ПИСЬМЕННОЕ ЗАДАНИЕ 1: Какая репродукция Домье, согласно отрывку о живописи и художниках, висела в детстве над кроватью?

ФРАГМЕНТ ДОКУМЕНТА:

————————

Совок и веник (сборник)
Шрифт:
Назову лишь два исключения. Существует зловещее «Новоселье» Петрова-Водкина – изображены пролетарии, въезжающие в разоренную квартиру, вероятно, квартиру репрессированного. Новый хозяин квартиры похож одновременно на Ленина и Сталина – курит трубку, придерживая ее у губ сталинским жестом, и носит монгольскую бородку, как Ильич. Петров-Водкин ничего не делал случайно, он создал образ пролетарского хозяина, слепив его из двух типажей. За два года до этой картины Петров-Водкин написал портрет Ленина, практически точно воспроизведенный в картине «Новоселье». Впрочем, данной вещью критический пафос ограничился. Есть у Петрова-Водкина еще холст, изображающий испуганную семью, ждущую ареста; вещь, написана в тридцать четвертом году, из осторожности поименована «Тревога. 1919 год» – и рассматривать ее в контексте критики режима не получается: художник оценивается в меру смелости своего поступка. Есть также паукообразный Ленин, командующий парадом, его изобразил Климент Редько – и это, пожалуй, все, не было больше критических холстов.
А разве сегодня, когда художники празднуют открытия модных кафе и бутиков – что-то в России поменялось?
Над моей кроватью в детстве была прикноплена репродукция Домье «Семья на баррикадах», по этой картине я представлял себе миссию искусства. Семья восставших была похожа на мою семью – и во главе семейства, в мужчине с седой копной волос, с крутым лбом, я узнавал отца. И я сам тоже был рядом, там, у его локтя – как и надлежит сыну – там изображен такой взволнованный круглоголовый подросток. Как я любил эту картину! Таким и должно быть мое искусство, думал я, искусство обязано рассказать о нас – оно должно увековечить наши семьи и нашу страсть, рассказать о наших мыслях, о наших баррикадах. У нас сегодня нет ружей и патронов, но вместо них краски и кисти – и к тому же у нас есть пример Оноре Домье. Я ждал, что опальные художники подвальных мастерских напишут так же страстно – расскажут о нашей жизни, о нашем сопротивлении. Оказалось, что они рисуют натюрморты с засохшими цветами.

————————

ЗАПИСИ ДЛЯ УПРАЖНЕНИЯ:

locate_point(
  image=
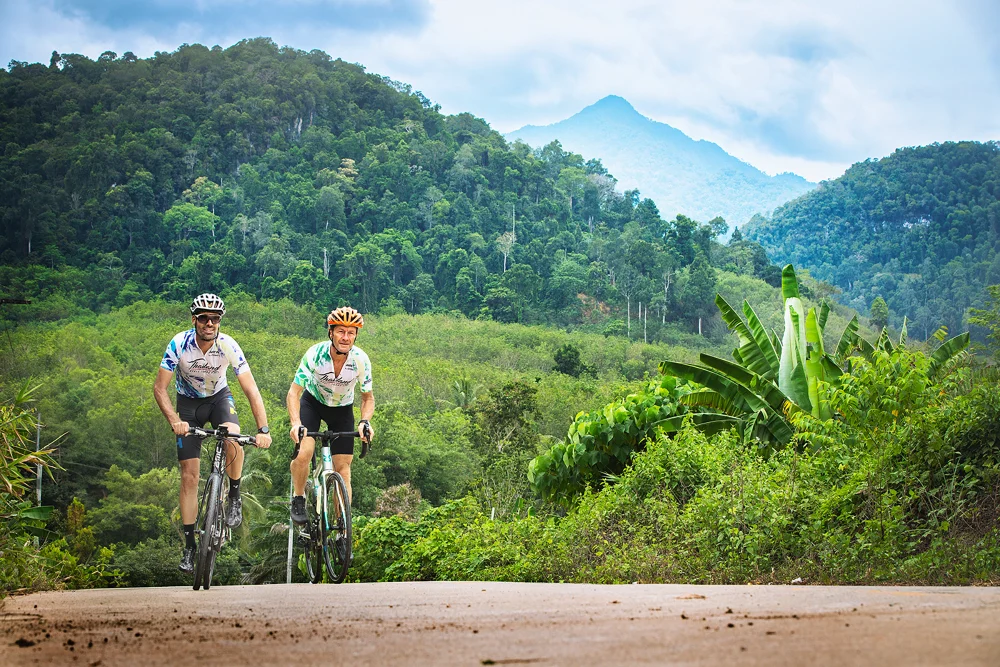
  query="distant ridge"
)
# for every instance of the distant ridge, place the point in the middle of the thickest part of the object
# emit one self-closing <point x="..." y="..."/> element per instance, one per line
<point x="696" y="178"/>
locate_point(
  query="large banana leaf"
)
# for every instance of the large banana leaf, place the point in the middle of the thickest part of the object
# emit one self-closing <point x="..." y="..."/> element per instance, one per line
<point x="730" y="389"/>
<point x="948" y="349"/>
<point x="750" y="353"/>
<point x="765" y="344"/>
<point x="883" y="342"/>
<point x="762" y="387"/>
<point x="711" y="399"/>
<point x="707" y="422"/>
<point x="792" y="379"/>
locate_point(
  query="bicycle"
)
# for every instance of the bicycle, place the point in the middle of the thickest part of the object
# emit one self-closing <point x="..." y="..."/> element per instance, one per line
<point x="326" y="535"/>
<point x="213" y="531"/>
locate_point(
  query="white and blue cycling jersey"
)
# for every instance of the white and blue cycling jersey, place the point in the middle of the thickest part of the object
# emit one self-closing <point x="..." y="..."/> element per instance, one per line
<point x="200" y="374"/>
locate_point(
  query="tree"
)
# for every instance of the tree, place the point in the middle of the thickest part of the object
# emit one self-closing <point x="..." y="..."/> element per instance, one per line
<point x="879" y="313"/>
<point x="568" y="361"/>
<point x="699" y="290"/>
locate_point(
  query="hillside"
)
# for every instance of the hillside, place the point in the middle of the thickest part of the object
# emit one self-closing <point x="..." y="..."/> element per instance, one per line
<point x="288" y="174"/>
<point x="920" y="228"/>
<point x="696" y="178"/>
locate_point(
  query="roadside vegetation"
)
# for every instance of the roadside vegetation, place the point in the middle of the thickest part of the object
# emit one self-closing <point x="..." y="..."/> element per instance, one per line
<point x="492" y="462"/>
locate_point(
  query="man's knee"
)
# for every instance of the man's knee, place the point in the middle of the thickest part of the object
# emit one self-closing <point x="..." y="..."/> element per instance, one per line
<point x="189" y="473"/>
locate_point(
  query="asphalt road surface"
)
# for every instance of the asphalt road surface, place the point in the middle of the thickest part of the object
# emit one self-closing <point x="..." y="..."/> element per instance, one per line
<point x="475" y="623"/>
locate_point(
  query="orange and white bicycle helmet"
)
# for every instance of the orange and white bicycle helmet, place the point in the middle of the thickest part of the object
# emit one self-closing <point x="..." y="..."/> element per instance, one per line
<point x="208" y="302"/>
<point x="344" y="316"/>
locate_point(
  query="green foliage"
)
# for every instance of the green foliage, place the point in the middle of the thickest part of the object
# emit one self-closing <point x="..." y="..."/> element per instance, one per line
<point x="879" y="313"/>
<point x="567" y="359"/>
<point x="901" y="488"/>
<point x="918" y="228"/>
<point x="153" y="562"/>
<point x="602" y="442"/>
<point x="353" y="189"/>
<point x="988" y="319"/>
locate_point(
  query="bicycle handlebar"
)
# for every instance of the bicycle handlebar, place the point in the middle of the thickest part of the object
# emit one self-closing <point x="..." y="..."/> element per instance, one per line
<point x="329" y="436"/>
<point x="242" y="440"/>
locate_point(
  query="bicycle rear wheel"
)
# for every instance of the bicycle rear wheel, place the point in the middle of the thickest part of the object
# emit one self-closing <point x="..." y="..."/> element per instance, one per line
<point x="337" y="531"/>
<point x="314" y="544"/>
<point x="210" y="527"/>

————————

ПИСЬМЕННОЕ ЗАДАНИЕ 2: Подсчитайте строки записей, в которых встречается строка «blue», с учетом регистра. Ответом должно быть только число.

ПИСЬМЕННЫЙ ОТВЕТ 1: «Семья на баррикадах».

ПИСЬМЕННЫЙ ОТВЕТ 2: 2